SOURCE TEXT:

## begin

November 28, 2008 4 comments

Peter Klein: “The proposed bailout of GM, Ford, and Chrysler overlooks an important fact. The US has one of the most vibrant, dynamic, and efficient automobile industries in the world. It produces several million cars, trucks, and SUVs per year, employing (in 2006) 402,800 Americans at an average salary of $63,358. That’s vehicle assembly alone; the rest of the supply chain employs even more people and generates more income. It’s an industry to be proud of. Its products are among the best in the world. Their names are Toyota, Honda, Nissan, BMW, Mercedes, Hyundai, Mazda, Mitsubishi, and Subaru…”

The thought of the government rescuing a failed company makes a sound in my head like throwing bolts into spinning gears.  As long as the cars are built here, I don’t give a damn what nameplate is on them.

And yet, thanks to the mismanagement of the so-called ‘fiscal conservatives’ we can’t afford to lose a major domestic company right now, let alone three.  Not for the company’s sake – good riddance – but for that of their workers and suppliers.

I believe firmly that if Jimmy Carter had let Chrysler fail, GM and Ford would be in fine shape today.  They would have seen the reaper and learned to fear it.  But now?  I don’t know what to do.

## end

SET EXERCISE:
Continue the blog post on the proposed auto industry bailout, starting right after its final sentence.

INFORMATION SUPPLIED:
## begin

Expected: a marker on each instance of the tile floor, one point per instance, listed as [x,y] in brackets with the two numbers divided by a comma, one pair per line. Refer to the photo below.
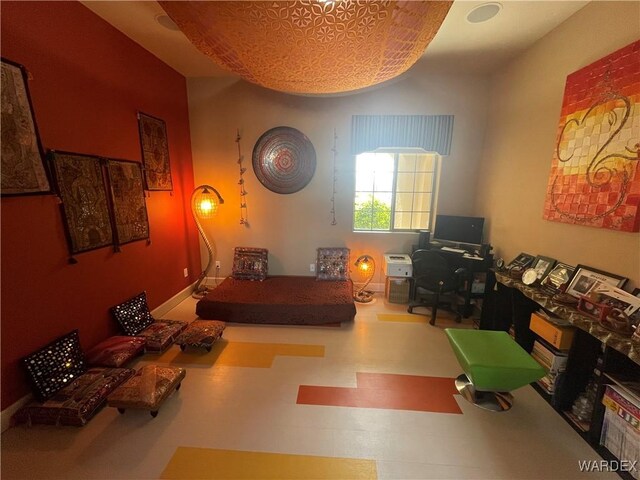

## end

REPLY TO THE TASK:
And no, I don’t believe a syllable of those jet-riding auto executives’ protests blaming the unions or CAFE or clean-air standards or any of that.  The native instinct of a Japanese car company when faced with a new requirement is to pick up the phone and call their engineers.  American car companies?  They call their lawyers and lobbyists.

  • The desolation of Detroit gives some clue to the human cost of resting on corporate laurels.  No wonder the big three executives need such tight security.

  • And bailing out the big three costs a fraction of bailing out the finance industry, with the same kind of high-riding, smirking executives.
  • (Cartoon segment from old Charles Addams collection.)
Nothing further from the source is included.